Task: Reproduce verbatim the lines of the entries below from the line containing "Tight-box annotation required for the class browned" through the line containing "[473,198,498,221]", including both of those lines and nothing else.

----- Dataset extract -----

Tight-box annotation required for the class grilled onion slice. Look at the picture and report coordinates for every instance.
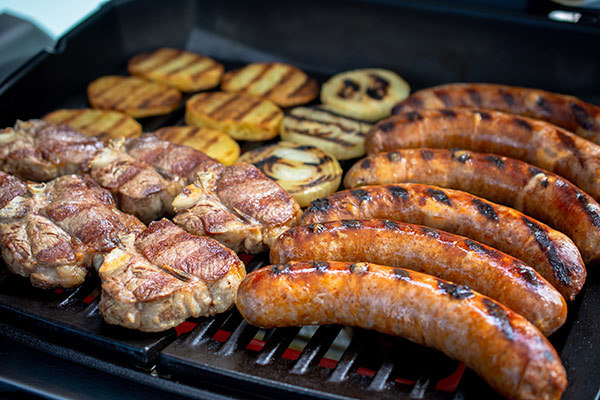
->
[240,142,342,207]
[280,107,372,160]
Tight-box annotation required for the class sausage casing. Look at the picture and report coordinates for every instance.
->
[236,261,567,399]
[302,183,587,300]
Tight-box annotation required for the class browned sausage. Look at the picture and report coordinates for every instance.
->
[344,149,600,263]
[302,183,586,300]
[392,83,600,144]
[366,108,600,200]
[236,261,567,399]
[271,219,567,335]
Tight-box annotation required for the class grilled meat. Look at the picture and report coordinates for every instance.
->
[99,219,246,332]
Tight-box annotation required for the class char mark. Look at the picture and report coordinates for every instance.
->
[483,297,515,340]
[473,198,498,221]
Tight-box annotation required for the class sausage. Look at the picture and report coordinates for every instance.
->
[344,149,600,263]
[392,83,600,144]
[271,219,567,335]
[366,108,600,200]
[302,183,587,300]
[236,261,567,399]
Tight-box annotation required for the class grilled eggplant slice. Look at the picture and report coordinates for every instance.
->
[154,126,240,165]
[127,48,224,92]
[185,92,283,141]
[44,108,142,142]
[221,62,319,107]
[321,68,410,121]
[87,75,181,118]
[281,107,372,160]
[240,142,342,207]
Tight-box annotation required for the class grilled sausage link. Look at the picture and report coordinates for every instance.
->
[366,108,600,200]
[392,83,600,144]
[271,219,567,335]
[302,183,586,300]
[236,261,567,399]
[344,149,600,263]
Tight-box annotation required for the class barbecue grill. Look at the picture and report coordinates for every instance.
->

-----

The solution:
Tight-box annotation required for the class browned sausage. Look at the picture and report coordinates for every instance.
->
[344,149,600,263]
[302,183,586,300]
[392,83,600,144]
[366,108,600,200]
[236,261,567,399]
[271,219,567,335]
Tight-box annotation required for the class grilled meat. Look at the picture and report coordinates for every instance.
->
[99,219,246,332]
Tight-box annotation required for the class char mark. Look at the picture and report coordinates for every instance.
->
[483,297,515,340]
[473,198,498,221]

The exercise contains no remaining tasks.